[Lines of data]
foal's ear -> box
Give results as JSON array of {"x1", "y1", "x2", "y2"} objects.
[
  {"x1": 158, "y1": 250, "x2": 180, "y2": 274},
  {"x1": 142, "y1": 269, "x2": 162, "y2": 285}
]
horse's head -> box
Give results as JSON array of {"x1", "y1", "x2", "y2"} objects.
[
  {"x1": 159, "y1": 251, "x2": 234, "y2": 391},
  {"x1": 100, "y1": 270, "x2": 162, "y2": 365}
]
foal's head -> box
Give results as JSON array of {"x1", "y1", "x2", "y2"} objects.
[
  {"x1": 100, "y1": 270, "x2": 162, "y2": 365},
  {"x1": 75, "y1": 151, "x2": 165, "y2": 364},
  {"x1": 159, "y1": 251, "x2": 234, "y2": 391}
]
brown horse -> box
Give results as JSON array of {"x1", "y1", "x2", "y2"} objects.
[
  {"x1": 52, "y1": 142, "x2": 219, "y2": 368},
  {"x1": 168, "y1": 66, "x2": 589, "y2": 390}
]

# TASK DETAILS
Update the records by replacing "Give results" with "Return results" everywhere it appears. Keep everything else unchanged.

# EXERCISE RESULT
foal's ear -> box
Return results as JSON array of {"x1", "y1", "x2", "y2"} objects.
[
  {"x1": 158, "y1": 250, "x2": 180, "y2": 274},
  {"x1": 142, "y1": 269, "x2": 162, "y2": 285}
]
horse's head -> box
Return results as JSON array of {"x1", "y1", "x2", "y2"} objects.
[
  {"x1": 159, "y1": 251, "x2": 234, "y2": 391},
  {"x1": 100, "y1": 270, "x2": 162, "y2": 365}
]
foal's head -> box
Return results as JSON array of {"x1", "y1", "x2", "y2"} objects.
[
  {"x1": 100, "y1": 270, "x2": 162, "y2": 365},
  {"x1": 75, "y1": 151, "x2": 165, "y2": 364},
  {"x1": 159, "y1": 251, "x2": 234, "y2": 391}
]
brown horse -> box
Return results as JSON array of {"x1", "y1", "x2", "y2"} objects.
[
  {"x1": 52, "y1": 142, "x2": 219, "y2": 368},
  {"x1": 168, "y1": 66, "x2": 589, "y2": 390}
]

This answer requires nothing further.